WHAT IS ASKED: Repeat the listing below in full, exactly as it stands.
══ RECORDS FOR THIS TASK ══
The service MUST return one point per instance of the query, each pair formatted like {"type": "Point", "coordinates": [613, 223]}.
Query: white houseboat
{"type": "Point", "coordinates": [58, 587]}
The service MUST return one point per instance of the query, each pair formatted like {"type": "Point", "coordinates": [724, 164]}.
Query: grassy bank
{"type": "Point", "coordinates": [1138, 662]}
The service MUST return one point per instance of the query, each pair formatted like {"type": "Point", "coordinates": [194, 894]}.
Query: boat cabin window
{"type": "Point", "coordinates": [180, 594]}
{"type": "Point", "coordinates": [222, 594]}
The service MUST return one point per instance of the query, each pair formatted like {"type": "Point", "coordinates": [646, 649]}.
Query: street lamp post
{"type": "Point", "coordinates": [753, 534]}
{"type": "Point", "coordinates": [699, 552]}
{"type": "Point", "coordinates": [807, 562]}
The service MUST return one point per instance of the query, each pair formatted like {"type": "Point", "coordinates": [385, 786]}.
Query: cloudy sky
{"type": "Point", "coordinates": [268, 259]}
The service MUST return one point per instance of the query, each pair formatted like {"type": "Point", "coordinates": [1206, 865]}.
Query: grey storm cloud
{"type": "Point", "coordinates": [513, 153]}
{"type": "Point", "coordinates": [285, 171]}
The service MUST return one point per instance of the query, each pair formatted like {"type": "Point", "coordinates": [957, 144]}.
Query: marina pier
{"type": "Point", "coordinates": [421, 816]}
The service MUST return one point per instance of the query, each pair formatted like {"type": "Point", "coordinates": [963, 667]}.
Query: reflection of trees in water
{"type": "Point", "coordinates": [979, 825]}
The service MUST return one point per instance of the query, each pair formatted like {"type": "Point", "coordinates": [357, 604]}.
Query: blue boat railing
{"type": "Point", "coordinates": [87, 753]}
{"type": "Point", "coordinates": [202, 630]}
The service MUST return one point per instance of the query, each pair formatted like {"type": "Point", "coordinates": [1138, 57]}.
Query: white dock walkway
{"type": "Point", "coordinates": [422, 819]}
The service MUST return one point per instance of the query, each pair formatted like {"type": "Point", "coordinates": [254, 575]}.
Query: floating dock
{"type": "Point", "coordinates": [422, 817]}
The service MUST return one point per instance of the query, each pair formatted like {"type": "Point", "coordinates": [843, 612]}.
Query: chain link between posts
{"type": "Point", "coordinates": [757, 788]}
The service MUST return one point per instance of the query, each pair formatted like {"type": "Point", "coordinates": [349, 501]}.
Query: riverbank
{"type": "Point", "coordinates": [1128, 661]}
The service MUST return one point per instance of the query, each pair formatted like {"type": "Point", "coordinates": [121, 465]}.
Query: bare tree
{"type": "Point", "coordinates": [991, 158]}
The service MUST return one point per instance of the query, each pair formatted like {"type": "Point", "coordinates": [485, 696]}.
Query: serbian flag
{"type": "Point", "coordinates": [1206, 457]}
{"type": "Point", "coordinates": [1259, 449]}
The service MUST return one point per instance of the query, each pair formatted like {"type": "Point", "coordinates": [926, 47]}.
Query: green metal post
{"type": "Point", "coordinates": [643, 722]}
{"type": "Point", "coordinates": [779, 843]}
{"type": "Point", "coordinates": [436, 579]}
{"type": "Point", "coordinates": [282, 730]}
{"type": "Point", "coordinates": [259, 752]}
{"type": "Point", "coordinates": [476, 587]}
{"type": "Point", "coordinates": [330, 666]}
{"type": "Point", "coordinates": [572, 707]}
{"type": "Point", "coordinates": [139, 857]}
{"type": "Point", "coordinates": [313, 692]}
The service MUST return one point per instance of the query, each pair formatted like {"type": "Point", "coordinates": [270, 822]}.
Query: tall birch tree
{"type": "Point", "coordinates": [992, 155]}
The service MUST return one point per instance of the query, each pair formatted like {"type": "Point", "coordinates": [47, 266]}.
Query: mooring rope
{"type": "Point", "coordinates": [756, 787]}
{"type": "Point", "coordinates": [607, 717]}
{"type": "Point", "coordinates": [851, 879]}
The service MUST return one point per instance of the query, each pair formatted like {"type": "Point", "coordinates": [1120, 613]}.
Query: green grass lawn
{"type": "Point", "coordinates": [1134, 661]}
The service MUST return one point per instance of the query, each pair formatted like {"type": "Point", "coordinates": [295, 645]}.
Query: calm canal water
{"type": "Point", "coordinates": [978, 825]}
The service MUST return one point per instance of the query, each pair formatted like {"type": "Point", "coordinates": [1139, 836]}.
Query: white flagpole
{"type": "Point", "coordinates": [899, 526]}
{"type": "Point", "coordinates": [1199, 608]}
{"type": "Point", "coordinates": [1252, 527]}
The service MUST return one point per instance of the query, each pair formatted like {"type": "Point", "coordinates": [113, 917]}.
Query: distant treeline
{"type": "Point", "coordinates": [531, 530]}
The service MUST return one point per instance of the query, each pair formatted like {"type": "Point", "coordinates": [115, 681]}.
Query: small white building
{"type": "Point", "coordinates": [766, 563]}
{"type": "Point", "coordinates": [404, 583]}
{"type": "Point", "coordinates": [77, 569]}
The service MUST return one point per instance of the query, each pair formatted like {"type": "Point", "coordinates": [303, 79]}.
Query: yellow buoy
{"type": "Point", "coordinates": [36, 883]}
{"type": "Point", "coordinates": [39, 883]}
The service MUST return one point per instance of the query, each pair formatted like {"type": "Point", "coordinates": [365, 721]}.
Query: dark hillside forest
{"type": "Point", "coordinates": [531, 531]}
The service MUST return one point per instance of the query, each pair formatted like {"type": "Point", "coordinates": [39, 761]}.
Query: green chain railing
═══
EXERCISE ANSWER:
The service MUST return one point per instance of the query, each pair formatted like {"type": "Point", "coordinates": [613, 223]}.
Query: white houseboat
{"type": "Point", "coordinates": [58, 587]}
The service MUST return one point per instance of the query, each pair formatted like {"type": "Point", "coordinates": [724, 164]}.
Query: grassy bank
{"type": "Point", "coordinates": [1138, 662]}
The service MUST return one point per instance of the query, each pair formatted like {"type": "Point", "coordinates": [194, 894]}.
Query: boat cabin window
{"type": "Point", "coordinates": [180, 594]}
{"type": "Point", "coordinates": [222, 594]}
The service MUST return one point per instance of the query, each pair formatted like {"type": "Point", "coordinates": [646, 649]}.
Query: street lamp post
{"type": "Point", "coordinates": [753, 534]}
{"type": "Point", "coordinates": [699, 552]}
{"type": "Point", "coordinates": [807, 562]}
The service MUST return one point per instance of the query, each pair formatted like {"type": "Point", "coordinates": [385, 786]}.
Query: cloudy sky
{"type": "Point", "coordinates": [268, 259]}
The service MUST return one point per instance of the query, each pair formatted like {"type": "Point", "coordinates": [1206, 865]}.
Query: grey storm cloud
{"type": "Point", "coordinates": [513, 153]}
{"type": "Point", "coordinates": [285, 171]}
The service MUST return one point per instance of the query, each pair formatted like {"type": "Point", "coordinates": [957, 144]}.
Query: marina pier
{"type": "Point", "coordinates": [421, 816]}
The service MUST return one point per instance of the query, each pair formatted like {"type": "Point", "coordinates": [963, 667]}.
Query: reflection of trees in water
{"type": "Point", "coordinates": [979, 825]}
The service MUST return one point per instance of the query, each pair formatted like {"type": "Point", "coordinates": [357, 604]}.
Query: blue boat railing
{"type": "Point", "coordinates": [87, 753]}
{"type": "Point", "coordinates": [202, 630]}
The service MUST return one point per instance of the query, each pair formatted like {"type": "Point", "coordinates": [1138, 57]}.
Query: white dock walkway
{"type": "Point", "coordinates": [422, 819]}
The service MUST return one point per instance of the query, each pair formatted like {"type": "Point", "coordinates": [254, 575]}.
Query: floating dock
{"type": "Point", "coordinates": [422, 817]}
The service MUST return one point per instance of the query, each pair formatted like {"type": "Point", "coordinates": [843, 612]}.
Query: chain link between posts
{"type": "Point", "coordinates": [757, 788]}
The service MUST return one point per instance of the query, each pair formatted like {"type": "Point", "coordinates": [349, 501]}.
Query: riverbank
{"type": "Point", "coordinates": [1128, 661]}
The service MUST return one point per instance of the query, each pair formatted like {"type": "Point", "coordinates": [121, 465]}.
Query: bare tree
{"type": "Point", "coordinates": [991, 158]}
The service MUST return one point per instance of the query, each pair formatted like {"type": "Point", "coordinates": [485, 696]}.
Query: serbian flag
{"type": "Point", "coordinates": [1206, 457]}
{"type": "Point", "coordinates": [1259, 449]}
The service MUST return one point per instance of the query, each pair formatted like {"type": "Point", "coordinates": [926, 47]}.
Query: green metal post
{"type": "Point", "coordinates": [643, 722]}
{"type": "Point", "coordinates": [779, 843]}
{"type": "Point", "coordinates": [436, 579]}
{"type": "Point", "coordinates": [282, 730]}
{"type": "Point", "coordinates": [259, 752]}
{"type": "Point", "coordinates": [476, 587]}
{"type": "Point", "coordinates": [330, 666]}
{"type": "Point", "coordinates": [572, 707]}
{"type": "Point", "coordinates": [139, 857]}
{"type": "Point", "coordinates": [313, 692]}
The service MUST return one point per instance of the query, each pair formatted like {"type": "Point", "coordinates": [270, 822]}.
Query: tall birch tree
{"type": "Point", "coordinates": [992, 155]}
The service MUST return one point per instance of the query, each pair formatted like {"type": "Point", "coordinates": [47, 266]}.
Query: mooring rope
{"type": "Point", "coordinates": [756, 787]}
{"type": "Point", "coordinates": [607, 717]}
{"type": "Point", "coordinates": [851, 879]}
The service MUST return one point per instance of the query, each pair formatted like {"type": "Point", "coordinates": [1120, 613]}.
Query: green grass lawn
{"type": "Point", "coordinates": [1134, 661]}
The service MUST return one point per instance of the query, each pair formatted like {"type": "Point", "coordinates": [295, 645]}.
Query: calm canal water
{"type": "Point", "coordinates": [978, 825]}
The service MUST return one point per instance of the query, each pair formatted like {"type": "Point", "coordinates": [1139, 836]}.
Query: white flagpole
{"type": "Point", "coordinates": [899, 526]}
{"type": "Point", "coordinates": [1199, 608]}
{"type": "Point", "coordinates": [1252, 527]}
The service MUST return one point per instance of the query, each pair formatted like {"type": "Point", "coordinates": [113, 917]}.
Query: distant treeline
{"type": "Point", "coordinates": [531, 530]}
The service MUST return one point per instance of the query, each pair formatted like {"type": "Point", "coordinates": [115, 681]}.
Query: small white building
{"type": "Point", "coordinates": [766, 563]}
{"type": "Point", "coordinates": [404, 583]}
{"type": "Point", "coordinates": [77, 569]}
The service MUST return one point per instance of the query, each pair formatted like {"type": "Point", "coordinates": [303, 79]}.
Query: yellow buoy
{"type": "Point", "coordinates": [36, 883]}
{"type": "Point", "coordinates": [39, 883]}
The service MUST return one point per instance of the query, each pair formatted like {"type": "Point", "coordinates": [365, 721]}.
Query: dark hillside forest
{"type": "Point", "coordinates": [531, 531]}
The service MUST return one point per instance of the query, each pair formatted like {"type": "Point", "coordinates": [39, 761]}.
Query: green chain railing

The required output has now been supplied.